Write out the entries below as a two-column CSV with the header row text,points. Give one row for each sentence and the coordinates that follow it, put each field in quotes, turn line breaks into spaces, and leave out the pictures.

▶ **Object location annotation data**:
** begin **

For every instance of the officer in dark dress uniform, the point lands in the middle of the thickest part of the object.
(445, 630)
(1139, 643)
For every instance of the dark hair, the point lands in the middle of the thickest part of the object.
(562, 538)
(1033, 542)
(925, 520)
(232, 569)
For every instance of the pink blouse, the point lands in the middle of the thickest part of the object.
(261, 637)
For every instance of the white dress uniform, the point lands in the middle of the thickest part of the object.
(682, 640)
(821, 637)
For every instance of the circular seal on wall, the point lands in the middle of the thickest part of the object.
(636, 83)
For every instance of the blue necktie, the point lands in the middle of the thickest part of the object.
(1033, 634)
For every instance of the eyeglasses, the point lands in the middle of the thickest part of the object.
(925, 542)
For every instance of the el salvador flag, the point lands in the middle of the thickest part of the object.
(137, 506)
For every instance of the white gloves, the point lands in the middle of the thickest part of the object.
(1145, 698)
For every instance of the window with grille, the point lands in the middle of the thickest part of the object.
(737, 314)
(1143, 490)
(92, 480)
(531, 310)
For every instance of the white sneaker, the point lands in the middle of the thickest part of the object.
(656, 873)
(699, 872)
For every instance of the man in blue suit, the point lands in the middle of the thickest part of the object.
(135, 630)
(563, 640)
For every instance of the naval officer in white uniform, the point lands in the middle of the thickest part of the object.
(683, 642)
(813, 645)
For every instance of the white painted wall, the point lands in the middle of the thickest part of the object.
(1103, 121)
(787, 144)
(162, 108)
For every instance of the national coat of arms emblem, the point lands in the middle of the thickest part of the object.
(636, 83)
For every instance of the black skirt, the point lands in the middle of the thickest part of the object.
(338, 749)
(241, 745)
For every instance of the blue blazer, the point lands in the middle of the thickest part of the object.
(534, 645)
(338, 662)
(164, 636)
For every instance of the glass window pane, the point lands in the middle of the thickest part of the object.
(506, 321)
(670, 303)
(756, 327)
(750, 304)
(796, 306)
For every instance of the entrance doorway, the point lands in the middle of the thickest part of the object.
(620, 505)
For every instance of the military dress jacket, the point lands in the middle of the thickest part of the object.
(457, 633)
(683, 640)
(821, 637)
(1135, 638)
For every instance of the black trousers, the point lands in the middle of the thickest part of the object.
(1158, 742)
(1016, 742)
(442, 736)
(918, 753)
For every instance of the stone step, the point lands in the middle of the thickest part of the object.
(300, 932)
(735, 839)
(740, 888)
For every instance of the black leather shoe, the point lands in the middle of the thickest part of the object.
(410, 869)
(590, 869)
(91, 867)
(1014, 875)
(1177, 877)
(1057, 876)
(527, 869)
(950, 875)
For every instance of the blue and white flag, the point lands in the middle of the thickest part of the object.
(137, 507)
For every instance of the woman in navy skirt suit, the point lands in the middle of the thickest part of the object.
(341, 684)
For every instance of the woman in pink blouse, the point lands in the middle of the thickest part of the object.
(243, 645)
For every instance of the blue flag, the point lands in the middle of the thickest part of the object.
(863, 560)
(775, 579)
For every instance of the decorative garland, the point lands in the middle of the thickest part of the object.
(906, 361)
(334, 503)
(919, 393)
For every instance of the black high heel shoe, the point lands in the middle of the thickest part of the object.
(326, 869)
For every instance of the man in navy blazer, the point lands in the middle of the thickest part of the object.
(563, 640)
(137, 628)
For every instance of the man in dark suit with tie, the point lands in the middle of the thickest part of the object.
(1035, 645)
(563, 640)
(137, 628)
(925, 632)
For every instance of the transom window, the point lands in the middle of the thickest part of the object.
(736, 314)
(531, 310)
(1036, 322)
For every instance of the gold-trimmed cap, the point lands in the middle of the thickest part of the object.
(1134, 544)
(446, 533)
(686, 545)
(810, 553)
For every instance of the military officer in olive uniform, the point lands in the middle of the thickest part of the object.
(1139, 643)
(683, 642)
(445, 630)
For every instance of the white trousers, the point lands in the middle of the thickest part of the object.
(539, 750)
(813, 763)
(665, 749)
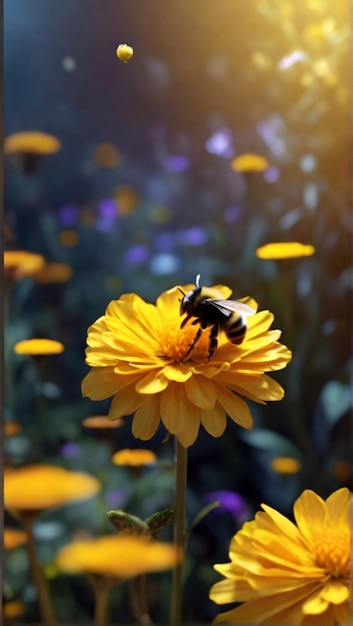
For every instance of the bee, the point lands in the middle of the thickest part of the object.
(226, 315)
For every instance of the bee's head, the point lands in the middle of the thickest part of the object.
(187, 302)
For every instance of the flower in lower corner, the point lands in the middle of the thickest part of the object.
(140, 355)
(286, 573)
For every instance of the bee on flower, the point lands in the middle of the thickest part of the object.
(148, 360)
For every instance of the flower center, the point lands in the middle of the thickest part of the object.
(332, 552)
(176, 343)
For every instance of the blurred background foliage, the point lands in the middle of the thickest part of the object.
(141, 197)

** end **

▶ **Task output**:
text,points
"For every instance of the officer in dark dress uniform, the point lands in the middle of the thickest part of the object.","(445, 630) (1139, 643)"
"For every instance of the dark hair, the point lands in the middle of the thickest part of the object.","(562, 538) (1033, 542) (925, 520) (232, 569)"
"For every instance of the pink blouse, the point lands in the middle of the thickest part of the object.","(261, 637)"
"For every instance of the white dress uniform, the point lands in the middle of the thickest part of the object.","(682, 640) (821, 637)"
"For every instance of the circular seal on wall, the point lands in the middle of the thickest part of the object.","(636, 83)"
"For every instance of the blue necktie, the point lands in the middle of the thickest part of the object.","(1033, 634)"
"For every instance of the eyeglasses, the point lands in the middle of the thickest part of the object.","(925, 542)"
"For every instance of the el salvador flag, the point lands in the middle of the thickest part of the object.","(137, 506)"
"For every instance of the white gloves, the point lands in the middle of the thickest part of the object.","(1145, 698)"
"For every instance of the window with grille, the point lands in the middle of the thickest part of the object.","(737, 314) (1143, 490) (92, 480) (531, 310)"
"For every instance of the white sneaker, the point lands in the middle of the thickest part of the object.","(656, 873) (699, 872)"
"For every instance of the man in blue suit, the point lands in the middle of the thickest part of the object.","(135, 630) (563, 640)"
"For every instance of the naval officer in white uniform, the point lands in the middle of the thickest part of the object.","(683, 642) (813, 645)"
"For every instance of the white painted wall, the point lands in the middle of the thickest part of the object.","(1103, 121) (787, 144) (162, 108)"
"For every instance of the national coat of arms emblem, the point lands in the middle of the thickest part of the object.","(636, 83)"
"For every instance of the black skirt, the point lands in the middle of the thickest part of the object.","(338, 749) (241, 745)"
"For every instance of the blue blazer, the point lands in the middle of the thickest part of the object.","(534, 645) (338, 662) (164, 636)"
"For every instance of the glass window pane, the point lands in the middle of the thickest part of the object.","(506, 321) (670, 303) (756, 327) (750, 304) (796, 306)"
"For every instance of the entrance doorway, the point lands in the middle of the thickest part of the object.","(620, 505)"
"For every instance of the military dress jacket, the point lands in the middle of the thickest part of the object.","(457, 633) (683, 640) (821, 637) (1135, 638)"
"For every instance of the black trousers, the point lands in the middle of the thickest part of the object.","(1158, 742) (1016, 742) (442, 736) (918, 753)"
"For every instance of the stone step, the point lands in the middle of the thickest part of the object.","(300, 932) (735, 839) (740, 888)"
"For every instance of the black leather shoe, the point lands in the middle of the thickest part of the object.","(410, 869) (590, 869) (91, 867) (1014, 875) (1177, 877) (1057, 876) (527, 869) (950, 875)"
"For every instance of the blue and white flag, the point lands in the middle of the thickest part of the object.","(137, 507)"
"For every instance of the woman in navy skirt suit, the point lands in the middle of the thickest part of the object.","(341, 684)"
"For every instance of the woman in pink blouse, the point lands in the middle of the thickest part of the object.","(243, 645)"
"For every instance of the blue flag, the point lands in the middle of the thickest part of the object.","(863, 560) (775, 579)"
"For every instance of the decorative garland, the point lands in the middle of the thickest part of the object.","(906, 361) (334, 503) (919, 393)"
"For every instance of the black high heel shoe, the point lands in the middle of the thickest part of the object.","(326, 869)"
"For every instance of the man in navy blazer, the point lands in the middle of the thickest part of the object.","(563, 640) (137, 628)"
"For every instance of the man in dark suit with tie, the point lands in the middle of the thickest part of the object.","(1035, 645) (563, 640) (137, 628) (925, 632)"
"For every instance of the transom window, the point lands in the middle of the thickest part of the object.","(736, 314) (531, 310) (1036, 322)"
"For every instance of the gold-trimmed cap, the point lands in the middle of the thickest part of the object.","(1134, 544) (446, 533) (686, 545) (810, 553)"
"For every instance of the military officer in olive uniform, the point lands in the middle of the thickest part of the object.","(1139, 643) (683, 642) (445, 630)"
"For every instance of the white trousers, the point lands in the middle of the thickest part of the object.","(539, 750) (813, 763) (665, 749)"
"For every instance of the bee, the point lands in the middle of the thickest part of the object.","(226, 315)"
"For every instance of the bee's head, the point lands in the middle of the thickest part of the object.","(187, 302)"
"For every instance of the flower in lower corner, the point lands in the middle of the thickest part of the object.","(140, 355) (286, 573)"
"For every instance of the bee on flower, the point lands in the middle of the thickest part of the object.","(148, 360)"
"For every instance of the flower center, the point lands in the middle of the thickest part of the object.","(332, 552) (176, 343)"
"For every instance of the blurred background foliage, the point lands in the middle of the thickest part of the object.","(141, 197)"